__Text__.
Garden update

 

Lately, I’ve been spending time with the homeless, and those on the edge of homelessness. I’ve also been spending a lot of time at public forums and community events discussing substance use services available in our community.

None of this is terribly interesting. However, this week, while standing outside eating hot dogs and drinking black coffee with a group of homeless people at a health fair, I saw the situation differently. There were likely 100 volunteers at this event. Many of us work in health care in one form or another. There was also a large group of LDS missionaries, volunteers from the evangelical church where the event took place, and retirees.

Those who came to the event for help, including several large African refugee families, were paired with a volunteer. They walked with their volunteer through the varying stations to seek the services they needed. There was HIV testing, a shower station, a clothing room, a barber and even a veterinary station for those with pets. The largest lines were at the Social Security and Motor Vehicle lines to replace lost identification cards.

For hours, I watched volunteers and their paired family or homeless individual meander through the maze of services. The volunteer would start with a map, and several hours later would often walk by holding a huge bag of clothing and fistful of papers. One of the African women, with a roly poly infant tied to her back, elegantly wrapped her family’s bundle in a brightly patterned west African wax fabric that matched her long skirt and placed it on the crown of her head. She couldn’t have been five feet tall, but she cut quite the presence walking through the event.

There is a space between the homeless and the volunteer. In that space—or trench—rests the ashes of days past. For many of the homeless folks we spoke to, this included mental illness and substance use. What I would have guess also rested there nested among their current health struggles was a childhood plagued with unkindness. Physical and sexual abuse. Divorce. Poverty and the corresponding hunger that can prevent a child from ever being able to catch up developmentally with his or her peers.

__Actions to take__.
1) In the text about the health fair, which stations drew the largest lines?
2) Summarize the text about the health fair in two sentences.
3) Continue the text about the health fair from where it stops.
The records below the text are from a separate source.

__Extracted data__.

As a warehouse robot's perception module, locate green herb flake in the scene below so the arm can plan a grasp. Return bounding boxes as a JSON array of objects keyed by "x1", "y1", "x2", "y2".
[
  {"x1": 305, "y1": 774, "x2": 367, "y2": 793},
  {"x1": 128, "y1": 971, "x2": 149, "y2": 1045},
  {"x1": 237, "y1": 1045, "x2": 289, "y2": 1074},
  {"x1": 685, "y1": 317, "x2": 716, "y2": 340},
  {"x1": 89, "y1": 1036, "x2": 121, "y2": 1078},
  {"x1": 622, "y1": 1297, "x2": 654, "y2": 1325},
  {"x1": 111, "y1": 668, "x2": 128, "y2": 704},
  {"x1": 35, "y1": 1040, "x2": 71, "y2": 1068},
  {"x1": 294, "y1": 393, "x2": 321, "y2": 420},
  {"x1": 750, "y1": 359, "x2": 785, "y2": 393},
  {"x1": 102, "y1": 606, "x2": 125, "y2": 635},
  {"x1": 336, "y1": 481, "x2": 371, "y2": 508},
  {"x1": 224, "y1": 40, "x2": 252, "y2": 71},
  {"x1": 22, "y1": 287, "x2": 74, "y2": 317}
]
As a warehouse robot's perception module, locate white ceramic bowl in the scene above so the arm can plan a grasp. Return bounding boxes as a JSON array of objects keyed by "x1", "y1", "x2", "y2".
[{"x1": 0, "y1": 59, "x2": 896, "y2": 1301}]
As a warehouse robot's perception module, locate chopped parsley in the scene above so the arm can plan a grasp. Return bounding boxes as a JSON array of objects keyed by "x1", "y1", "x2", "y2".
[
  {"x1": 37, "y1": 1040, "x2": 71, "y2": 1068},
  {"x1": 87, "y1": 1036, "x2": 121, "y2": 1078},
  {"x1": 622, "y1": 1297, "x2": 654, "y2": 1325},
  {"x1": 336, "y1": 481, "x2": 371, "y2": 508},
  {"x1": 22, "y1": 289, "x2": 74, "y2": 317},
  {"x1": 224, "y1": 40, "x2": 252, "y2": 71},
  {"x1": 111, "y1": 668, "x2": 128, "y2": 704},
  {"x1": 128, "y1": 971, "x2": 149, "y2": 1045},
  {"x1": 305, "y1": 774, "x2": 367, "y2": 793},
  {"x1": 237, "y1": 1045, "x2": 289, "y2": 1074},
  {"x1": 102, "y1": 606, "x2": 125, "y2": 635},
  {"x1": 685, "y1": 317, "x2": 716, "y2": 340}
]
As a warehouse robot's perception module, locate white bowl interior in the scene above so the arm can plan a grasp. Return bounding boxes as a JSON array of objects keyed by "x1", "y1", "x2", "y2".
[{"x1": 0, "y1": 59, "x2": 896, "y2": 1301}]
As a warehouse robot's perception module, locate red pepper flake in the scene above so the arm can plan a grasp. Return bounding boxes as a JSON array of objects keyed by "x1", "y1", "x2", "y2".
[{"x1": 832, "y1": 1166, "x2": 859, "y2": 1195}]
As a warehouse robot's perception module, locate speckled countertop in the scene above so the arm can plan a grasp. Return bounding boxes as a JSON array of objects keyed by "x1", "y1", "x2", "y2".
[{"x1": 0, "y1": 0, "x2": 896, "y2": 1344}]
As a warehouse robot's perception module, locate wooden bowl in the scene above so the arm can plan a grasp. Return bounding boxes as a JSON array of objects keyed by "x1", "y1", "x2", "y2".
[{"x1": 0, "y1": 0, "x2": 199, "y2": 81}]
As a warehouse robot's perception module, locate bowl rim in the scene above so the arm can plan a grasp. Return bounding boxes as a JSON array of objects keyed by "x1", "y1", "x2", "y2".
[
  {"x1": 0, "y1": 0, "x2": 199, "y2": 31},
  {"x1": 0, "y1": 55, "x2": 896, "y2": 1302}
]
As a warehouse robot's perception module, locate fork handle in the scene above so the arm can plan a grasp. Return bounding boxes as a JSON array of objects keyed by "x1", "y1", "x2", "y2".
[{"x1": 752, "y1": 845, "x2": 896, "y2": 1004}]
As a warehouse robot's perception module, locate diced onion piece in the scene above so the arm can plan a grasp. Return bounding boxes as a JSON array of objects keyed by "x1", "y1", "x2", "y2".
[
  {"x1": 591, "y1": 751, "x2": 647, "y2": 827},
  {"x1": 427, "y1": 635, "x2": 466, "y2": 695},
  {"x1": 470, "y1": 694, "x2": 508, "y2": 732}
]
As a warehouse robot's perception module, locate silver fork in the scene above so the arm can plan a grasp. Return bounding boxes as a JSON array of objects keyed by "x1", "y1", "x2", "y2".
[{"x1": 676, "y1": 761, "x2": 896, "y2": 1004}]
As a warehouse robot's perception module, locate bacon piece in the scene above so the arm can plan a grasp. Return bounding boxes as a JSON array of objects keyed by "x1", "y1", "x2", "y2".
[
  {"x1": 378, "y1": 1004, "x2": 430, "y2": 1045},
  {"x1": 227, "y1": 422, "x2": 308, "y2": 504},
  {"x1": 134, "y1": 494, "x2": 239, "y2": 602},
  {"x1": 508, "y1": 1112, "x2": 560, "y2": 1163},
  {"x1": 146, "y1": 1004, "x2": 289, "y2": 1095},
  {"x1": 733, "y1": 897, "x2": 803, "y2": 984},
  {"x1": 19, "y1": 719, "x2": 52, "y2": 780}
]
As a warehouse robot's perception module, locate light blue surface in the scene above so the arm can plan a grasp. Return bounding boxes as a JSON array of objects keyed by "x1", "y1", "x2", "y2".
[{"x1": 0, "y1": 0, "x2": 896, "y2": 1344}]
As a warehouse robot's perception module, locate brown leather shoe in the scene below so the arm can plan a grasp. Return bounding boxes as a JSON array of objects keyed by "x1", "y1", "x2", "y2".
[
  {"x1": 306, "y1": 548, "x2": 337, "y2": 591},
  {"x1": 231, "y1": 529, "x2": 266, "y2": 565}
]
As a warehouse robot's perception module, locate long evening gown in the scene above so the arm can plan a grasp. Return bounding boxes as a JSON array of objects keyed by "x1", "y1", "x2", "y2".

__Results of the exercise__.
1) The Social Security and Motor Vehicle lines, where people sought to replace lost identification cards.

2) At a health fair held at an evangelical church, about 100 volunteers were each paired with a homeless person or family in need of help and walked them through stations offering HIV testing, showers, clothing, a barber and veterinary care. The writer describes a space between the homeless and the volunteers that holds past hardships such as mental illness, substance use and, the writer suspects, childhoods marked by abuse, divorce and poverty.

3)
Painting with a broad brush, on one side of this conversation stood a volunteer who likely had enough education and privilege, his job allowed him to take the day to be at the event, or enough paid time off to do so. On the other side, stood a man whose dentures and wallet were stolen. He wore new-to-him clothing, and was freshly showered after his haircut. The man, whose face was creased with the heavy wrinkles of a person who lives outside, tried explaining to his volunteer and to us how difficult it is to maneuver the Medicaid system in Arizona for dental benefits, and how difficult it is to live without teeth. He keeps choking when trying to eat.

We were able to get him a replacement ID card for his health services, but he didn’t qualify for the small dental service we could offer him. Frustrated, but grateful for our efforts, he scrunched his brow and went to the next station. His volunteer just nodded to us and followed behind.

We spend all of our time and efforts as a culture and nation pulling at weeds that won’t stop growing, rather than thinking about how to plant new seed.

If we want to make significant positive change in substance use, homeless, domestic violence, poverty, etc., we have to take better care of our kids. We have to reform the foster care system so no child is ever abused once already suffering the loss (temporary or permanent) from his/her birth parents. We have to spend more time feeding hungry people and loving those who need our compassion, not our judgment.